## [Exercise]
Answer these questions from the article on food hardship in the Mahoning Valley below:
(a) According to the U.S. Bureau of Labor Statistics, which area ranked first in the nation in total job losses in 2017?
(b) What was the national rate of food hardship in 2017?
(c) What percentage of Mahoning Valley households with children find it difficult to afford eating regularly?

## [Document passage]
**********

There’s no easy way out of food hardship in Valley


For anyone who fails to see the direct connection between an anemic economy and surging food hardship and hunger in the Mahoning Valley, a pair of credible national reports provides more than ample enlightenment.

Last month, the U.S. Bureau of Labor Statistics reported the Youngstown-Warren-Boardman Standard Metropolitan Statistical Area ranked first in the nation in the scope of total job losses in 2017.

Then just last week, the Food Research & Action Center, a national anti-hunger advocacy group, reported that this region ranks second highest among U.S. metro areas in its degree of food hardship, food deserts and hunger.

Taken together, the reports stand as a clarion call for continued aggressive efforts on local, state and federal plains to stimulate economic revitalization for the long term and to meet the crisis needs of tens of thousands of individuals and families in our region for the short term.

The report, conducted in association with the Gallup polling organization, paints a gloomy portrait of the scope of food hardship in America at a time when in some parts of the nation, the economy sizzles.

FRAC defines food hardship as the inability to purchase needed food for individuals and family members at some point over the past 12 months. Its survey results of hundreds of thousands of interviews showed that for the first time in four years, the national rate of food hardship increased from 15.1 percent in 2016 to 15.7 percent in 2017.

But findings for the Mahoning Valley are far more bleak. They show 22 percent of all households and 34 percent of all households with children here find it difficult to afford eating regularly.

**********

(Coordinate annotation lines)
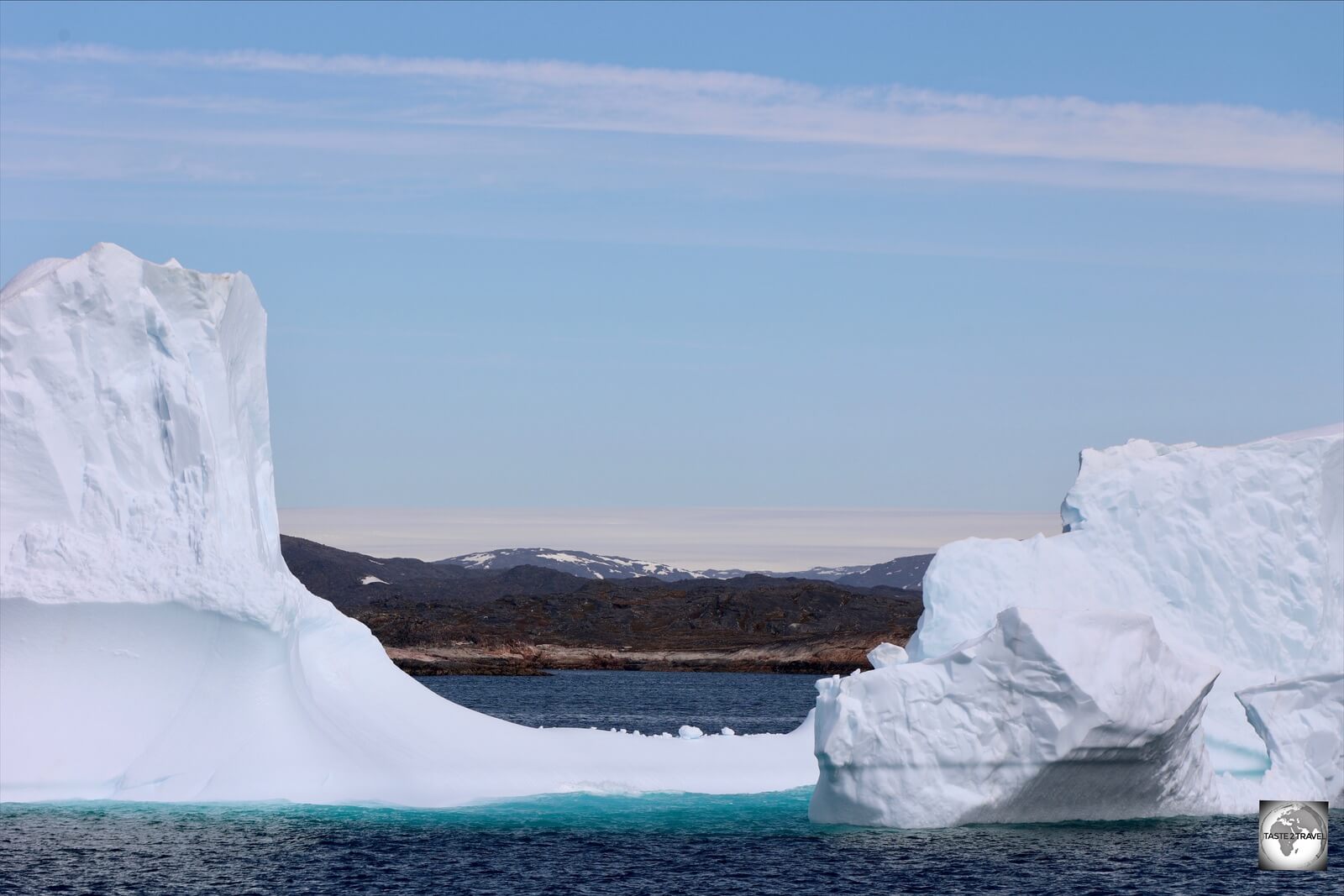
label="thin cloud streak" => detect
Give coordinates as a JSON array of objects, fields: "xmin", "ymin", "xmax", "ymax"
[{"xmin": 0, "ymin": 45, "xmax": 1344, "ymax": 180}]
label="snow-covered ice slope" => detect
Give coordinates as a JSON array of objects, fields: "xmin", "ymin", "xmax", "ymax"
[
  {"xmin": 909, "ymin": 426, "xmax": 1344, "ymax": 775},
  {"xmin": 0, "ymin": 244, "xmax": 816, "ymax": 806},
  {"xmin": 811, "ymin": 607, "xmax": 1218, "ymax": 827}
]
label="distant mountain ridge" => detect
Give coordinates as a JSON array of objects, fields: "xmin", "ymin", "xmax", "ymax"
[
  {"xmin": 434, "ymin": 548, "xmax": 709, "ymax": 582},
  {"xmin": 434, "ymin": 548, "xmax": 932, "ymax": 591}
]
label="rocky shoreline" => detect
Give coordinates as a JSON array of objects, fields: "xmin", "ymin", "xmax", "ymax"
[
  {"xmin": 387, "ymin": 637, "xmax": 906, "ymax": 676},
  {"xmin": 281, "ymin": 537, "xmax": 923, "ymax": 676}
]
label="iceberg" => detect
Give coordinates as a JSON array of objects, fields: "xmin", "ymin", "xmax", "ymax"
[
  {"xmin": 1228, "ymin": 672, "xmax": 1344, "ymax": 806},
  {"xmin": 0, "ymin": 244, "xmax": 816, "ymax": 806},
  {"xmin": 809, "ymin": 607, "xmax": 1218, "ymax": 827},
  {"xmin": 811, "ymin": 425, "xmax": 1344, "ymax": 826}
]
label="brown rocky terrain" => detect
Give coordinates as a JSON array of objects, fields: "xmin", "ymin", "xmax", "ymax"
[{"xmin": 282, "ymin": 537, "xmax": 923, "ymax": 674}]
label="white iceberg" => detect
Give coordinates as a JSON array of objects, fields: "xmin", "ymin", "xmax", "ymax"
[
  {"xmin": 0, "ymin": 244, "xmax": 816, "ymax": 806},
  {"xmin": 907, "ymin": 426, "xmax": 1344, "ymax": 775},
  {"xmin": 809, "ymin": 607, "xmax": 1218, "ymax": 827},
  {"xmin": 1226, "ymin": 672, "xmax": 1344, "ymax": 806},
  {"xmin": 813, "ymin": 426, "xmax": 1344, "ymax": 826}
]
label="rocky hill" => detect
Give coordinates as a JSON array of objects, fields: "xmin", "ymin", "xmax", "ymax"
[{"xmin": 281, "ymin": 536, "xmax": 922, "ymax": 674}]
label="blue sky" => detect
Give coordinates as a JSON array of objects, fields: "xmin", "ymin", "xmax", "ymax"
[{"xmin": 0, "ymin": 3, "xmax": 1344, "ymax": 511}]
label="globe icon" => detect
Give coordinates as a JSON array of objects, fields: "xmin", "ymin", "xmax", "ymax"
[{"xmin": 1259, "ymin": 804, "xmax": 1326, "ymax": 871}]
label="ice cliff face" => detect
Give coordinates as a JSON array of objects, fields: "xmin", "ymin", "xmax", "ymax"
[
  {"xmin": 910, "ymin": 427, "xmax": 1344, "ymax": 773},
  {"xmin": 0, "ymin": 244, "xmax": 816, "ymax": 806},
  {"xmin": 811, "ymin": 607, "xmax": 1218, "ymax": 827},
  {"xmin": 813, "ymin": 426, "xmax": 1344, "ymax": 825}
]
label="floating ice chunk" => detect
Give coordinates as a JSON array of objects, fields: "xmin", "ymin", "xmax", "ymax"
[
  {"xmin": 869, "ymin": 641, "xmax": 910, "ymax": 669},
  {"xmin": 811, "ymin": 607, "xmax": 1218, "ymax": 827}
]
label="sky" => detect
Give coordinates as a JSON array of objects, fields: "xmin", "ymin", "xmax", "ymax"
[{"xmin": 0, "ymin": 2, "xmax": 1344, "ymax": 527}]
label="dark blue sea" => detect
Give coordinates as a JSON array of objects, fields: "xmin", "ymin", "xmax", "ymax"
[{"xmin": 0, "ymin": 672, "xmax": 1344, "ymax": 896}]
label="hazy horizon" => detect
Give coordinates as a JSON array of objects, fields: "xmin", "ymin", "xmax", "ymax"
[
  {"xmin": 280, "ymin": 508, "xmax": 1060, "ymax": 572},
  {"xmin": 0, "ymin": 3, "xmax": 1344, "ymax": 511}
]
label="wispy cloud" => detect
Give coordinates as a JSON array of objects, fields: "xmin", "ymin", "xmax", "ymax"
[{"xmin": 0, "ymin": 45, "xmax": 1344, "ymax": 182}]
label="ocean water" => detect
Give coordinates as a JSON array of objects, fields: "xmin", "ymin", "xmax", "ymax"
[{"xmin": 0, "ymin": 672, "xmax": 1344, "ymax": 896}]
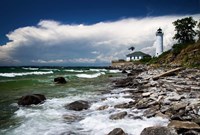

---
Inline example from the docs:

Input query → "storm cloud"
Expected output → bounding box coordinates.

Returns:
[0,14,200,65]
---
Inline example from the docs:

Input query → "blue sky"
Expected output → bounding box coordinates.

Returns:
[0,0,200,66]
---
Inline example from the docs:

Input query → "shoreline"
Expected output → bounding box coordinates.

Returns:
[108,65,200,135]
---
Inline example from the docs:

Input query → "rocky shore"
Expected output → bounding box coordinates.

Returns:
[109,65,200,135]
[18,65,200,135]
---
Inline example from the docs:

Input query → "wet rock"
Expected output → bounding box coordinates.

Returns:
[65,100,89,111]
[115,77,141,88]
[192,116,200,125]
[122,70,127,74]
[155,111,169,119]
[97,105,109,110]
[54,77,67,84]
[183,130,200,135]
[136,99,149,109]
[109,111,127,120]
[170,114,183,121]
[108,128,127,135]
[191,86,200,91]
[142,92,151,97]
[144,106,159,118]
[18,94,46,106]
[168,95,184,101]
[171,102,187,112]
[128,114,143,120]
[114,103,129,108]
[140,126,178,135]
[168,120,200,130]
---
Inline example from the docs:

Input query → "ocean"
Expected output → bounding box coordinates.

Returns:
[0,67,168,135]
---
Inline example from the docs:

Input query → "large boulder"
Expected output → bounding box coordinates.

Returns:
[140,126,178,135]
[65,100,89,111]
[108,128,126,135]
[18,94,46,106]
[54,77,67,84]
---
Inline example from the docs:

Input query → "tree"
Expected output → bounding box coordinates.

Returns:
[128,46,135,51]
[173,17,197,44]
[197,20,200,41]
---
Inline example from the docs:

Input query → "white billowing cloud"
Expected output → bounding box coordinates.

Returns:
[0,14,200,65]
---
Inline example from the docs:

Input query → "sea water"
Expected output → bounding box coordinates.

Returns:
[0,67,168,135]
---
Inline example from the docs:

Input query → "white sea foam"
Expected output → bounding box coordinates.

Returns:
[5,89,168,135]
[89,68,107,72]
[40,68,60,71]
[109,69,122,73]
[76,72,105,78]
[0,71,53,77]
[64,69,84,73]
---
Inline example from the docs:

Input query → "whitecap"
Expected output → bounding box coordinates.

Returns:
[22,67,39,70]
[0,71,53,77]
[109,69,122,73]
[64,69,84,73]
[89,68,107,72]
[76,72,105,78]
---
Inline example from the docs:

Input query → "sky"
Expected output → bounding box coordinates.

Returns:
[0,0,200,66]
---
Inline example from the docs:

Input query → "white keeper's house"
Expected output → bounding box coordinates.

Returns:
[126,51,151,61]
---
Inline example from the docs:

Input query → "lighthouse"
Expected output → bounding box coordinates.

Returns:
[156,28,164,57]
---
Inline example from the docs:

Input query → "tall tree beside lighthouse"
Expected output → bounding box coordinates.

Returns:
[156,28,164,57]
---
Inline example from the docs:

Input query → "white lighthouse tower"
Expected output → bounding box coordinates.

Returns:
[156,28,164,57]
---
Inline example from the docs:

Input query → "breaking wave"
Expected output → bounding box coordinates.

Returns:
[0,71,53,77]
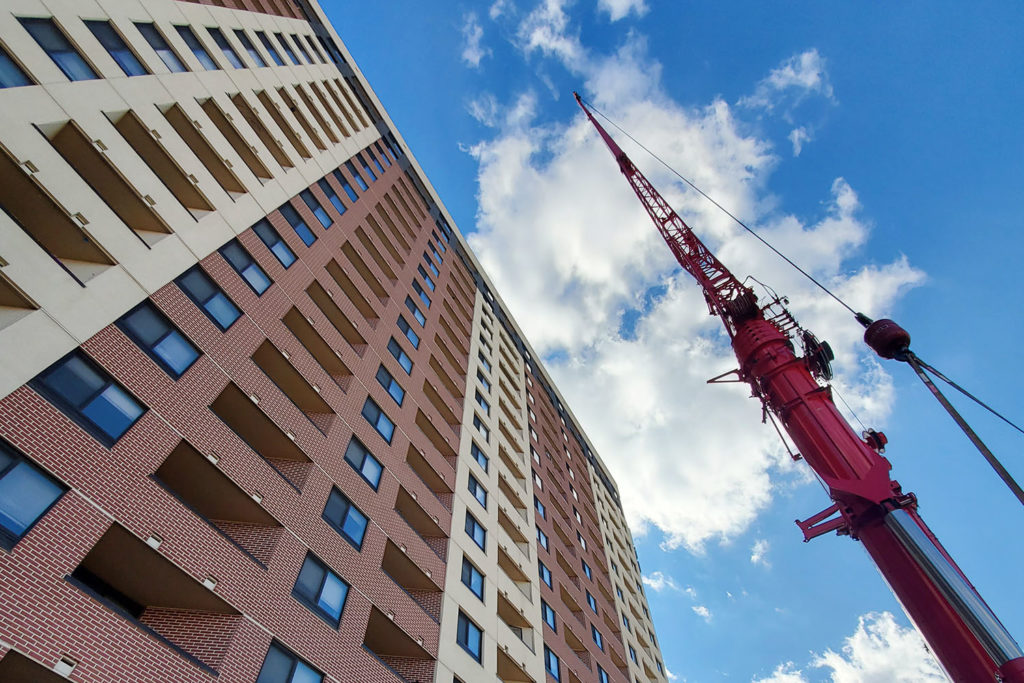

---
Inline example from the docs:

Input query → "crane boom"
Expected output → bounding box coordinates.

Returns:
[573,93,1024,683]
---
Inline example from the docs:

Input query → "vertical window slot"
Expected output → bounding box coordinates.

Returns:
[164,104,248,200]
[108,111,213,218]
[231,93,295,170]
[0,147,114,284]
[48,121,171,245]
[200,97,273,180]
[256,90,312,159]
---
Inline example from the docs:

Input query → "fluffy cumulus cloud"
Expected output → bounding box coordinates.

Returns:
[597,0,647,22]
[790,126,811,157]
[751,539,771,567]
[467,0,922,552]
[753,612,948,683]
[739,49,834,111]
[462,12,490,69]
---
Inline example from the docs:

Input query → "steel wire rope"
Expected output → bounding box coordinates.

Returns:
[581,97,864,321]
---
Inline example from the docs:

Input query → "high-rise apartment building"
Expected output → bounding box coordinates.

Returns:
[0,0,667,683]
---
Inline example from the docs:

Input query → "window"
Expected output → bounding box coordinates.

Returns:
[220,240,270,295]
[374,140,391,167]
[324,487,367,550]
[201,28,239,69]
[455,609,483,664]
[398,314,420,348]
[469,441,488,472]
[234,29,266,67]
[345,161,370,191]
[387,337,413,375]
[469,474,487,509]
[355,154,377,182]
[473,413,490,443]
[278,204,316,247]
[537,526,551,551]
[462,557,483,600]
[306,36,327,65]
[0,440,66,550]
[174,26,220,71]
[253,218,295,268]
[544,645,562,681]
[174,265,242,332]
[406,297,427,328]
[273,33,302,66]
[18,18,99,81]
[292,33,313,63]
[117,301,199,379]
[0,46,33,88]
[413,280,430,308]
[427,240,444,263]
[362,396,394,443]
[345,436,384,490]
[537,560,551,588]
[316,178,347,217]
[430,231,447,254]
[299,189,334,228]
[377,366,406,405]
[135,24,188,73]
[541,600,558,633]
[30,350,145,446]
[334,168,359,202]
[292,553,348,629]
[466,511,487,550]
[85,22,150,76]
[256,642,324,683]
[423,252,441,278]
[256,31,285,67]
[364,147,387,175]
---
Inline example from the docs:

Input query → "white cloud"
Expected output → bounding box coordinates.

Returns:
[466,92,500,128]
[462,12,490,69]
[516,0,586,69]
[751,661,807,683]
[751,539,771,567]
[753,612,948,683]
[690,605,711,622]
[487,0,515,20]
[640,571,693,592]
[597,0,648,22]
[739,48,834,112]
[468,5,923,552]
[790,126,811,157]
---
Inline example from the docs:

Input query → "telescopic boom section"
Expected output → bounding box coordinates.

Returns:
[573,93,1024,683]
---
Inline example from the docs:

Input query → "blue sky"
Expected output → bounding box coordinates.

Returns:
[323,0,1024,683]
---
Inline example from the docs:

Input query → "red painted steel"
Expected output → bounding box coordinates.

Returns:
[577,95,1024,682]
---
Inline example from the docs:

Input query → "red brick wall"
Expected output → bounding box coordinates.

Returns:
[0,141,468,683]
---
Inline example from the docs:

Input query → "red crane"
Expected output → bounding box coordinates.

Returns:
[573,93,1024,683]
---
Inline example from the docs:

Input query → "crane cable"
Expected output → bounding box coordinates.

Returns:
[581,96,1024,434]
[581,97,870,325]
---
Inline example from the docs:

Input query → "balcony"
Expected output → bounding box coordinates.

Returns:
[67,524,242,674]
[153,441,282,569]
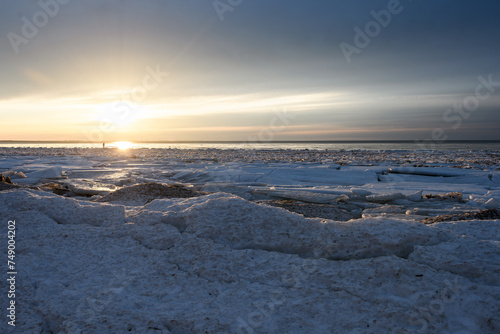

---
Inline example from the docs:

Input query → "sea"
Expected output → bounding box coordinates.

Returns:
[0,141,500,151]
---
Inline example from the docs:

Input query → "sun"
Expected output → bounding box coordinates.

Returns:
[110,141,134,151]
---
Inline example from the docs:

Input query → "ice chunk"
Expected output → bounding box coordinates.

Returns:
[406,190,423,202]
[484,198,498,209]
[366,193,405,203]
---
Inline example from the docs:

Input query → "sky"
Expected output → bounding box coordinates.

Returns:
[0,0,500,142]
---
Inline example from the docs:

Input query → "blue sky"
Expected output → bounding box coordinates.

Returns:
[0,0,500,141]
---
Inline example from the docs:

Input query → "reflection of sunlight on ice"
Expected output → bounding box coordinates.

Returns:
[111,141,134,151]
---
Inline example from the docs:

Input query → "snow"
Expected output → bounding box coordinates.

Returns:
[0,148,500,333]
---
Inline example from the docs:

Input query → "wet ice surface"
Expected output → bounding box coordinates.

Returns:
[0,148,500,333]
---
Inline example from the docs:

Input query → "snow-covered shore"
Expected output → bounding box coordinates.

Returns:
[0,148,500,333]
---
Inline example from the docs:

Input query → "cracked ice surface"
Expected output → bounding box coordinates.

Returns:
[0,148,500,334]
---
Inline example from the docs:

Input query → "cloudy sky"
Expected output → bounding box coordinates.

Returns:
[0,0,500,141]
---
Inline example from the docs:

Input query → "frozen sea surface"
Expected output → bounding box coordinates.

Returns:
[0,148,500,333]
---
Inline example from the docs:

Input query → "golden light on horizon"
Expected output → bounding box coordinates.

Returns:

**********

## [Final result]
(a) The Youngstown-Warren-Boardman Standard Metropolitan Statistical Area
(b) 15.7 percent
(c) 34 percent